Count the lines in the rows below that contain the string "Target", treating case as significant. Give only the number.

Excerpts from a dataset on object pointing
◇ ◇ ◇ ◇ ◇ ◇ ◇
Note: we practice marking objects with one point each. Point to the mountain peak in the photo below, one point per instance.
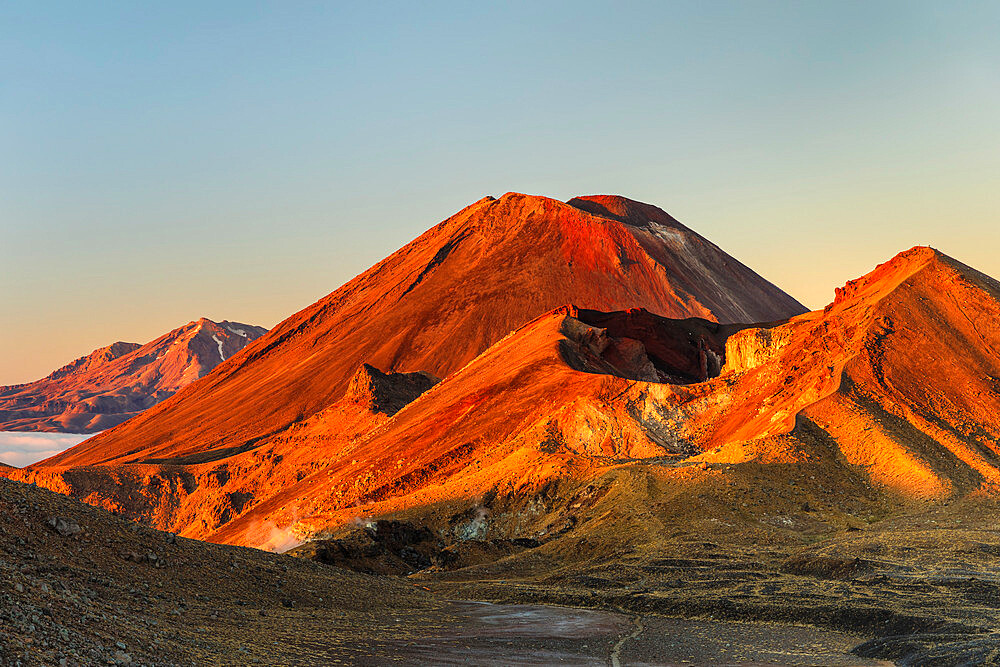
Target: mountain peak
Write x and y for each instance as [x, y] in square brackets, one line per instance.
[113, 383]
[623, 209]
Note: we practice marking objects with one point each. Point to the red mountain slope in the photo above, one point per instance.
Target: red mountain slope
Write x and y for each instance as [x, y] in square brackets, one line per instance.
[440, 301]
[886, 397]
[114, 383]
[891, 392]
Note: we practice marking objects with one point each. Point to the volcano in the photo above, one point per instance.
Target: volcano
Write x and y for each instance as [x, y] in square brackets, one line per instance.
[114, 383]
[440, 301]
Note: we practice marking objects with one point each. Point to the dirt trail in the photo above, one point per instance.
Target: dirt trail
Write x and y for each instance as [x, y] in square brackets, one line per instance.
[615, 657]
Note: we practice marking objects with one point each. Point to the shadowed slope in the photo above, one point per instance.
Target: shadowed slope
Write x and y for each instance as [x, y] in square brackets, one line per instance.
◇ ◇ ◇ ◇ ◇ ◇ ◇
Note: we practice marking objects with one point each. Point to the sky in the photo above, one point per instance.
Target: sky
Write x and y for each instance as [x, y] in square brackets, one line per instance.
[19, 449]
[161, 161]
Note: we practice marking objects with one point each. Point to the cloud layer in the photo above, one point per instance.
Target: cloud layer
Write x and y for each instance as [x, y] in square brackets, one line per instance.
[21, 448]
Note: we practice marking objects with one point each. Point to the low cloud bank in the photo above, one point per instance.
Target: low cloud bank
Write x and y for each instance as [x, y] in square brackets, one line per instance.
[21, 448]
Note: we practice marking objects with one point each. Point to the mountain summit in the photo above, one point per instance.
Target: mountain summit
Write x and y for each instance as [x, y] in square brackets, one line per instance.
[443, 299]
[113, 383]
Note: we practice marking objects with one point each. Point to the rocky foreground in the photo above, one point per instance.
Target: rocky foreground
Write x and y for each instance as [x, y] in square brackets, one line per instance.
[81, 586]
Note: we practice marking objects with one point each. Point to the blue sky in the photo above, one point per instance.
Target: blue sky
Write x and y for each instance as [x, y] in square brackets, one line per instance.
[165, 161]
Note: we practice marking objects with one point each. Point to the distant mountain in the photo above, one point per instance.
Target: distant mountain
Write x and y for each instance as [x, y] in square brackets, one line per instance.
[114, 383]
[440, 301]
◇ ◇ ◇ ◇ ◇ ◇ ◇
* Answer to the problem:
12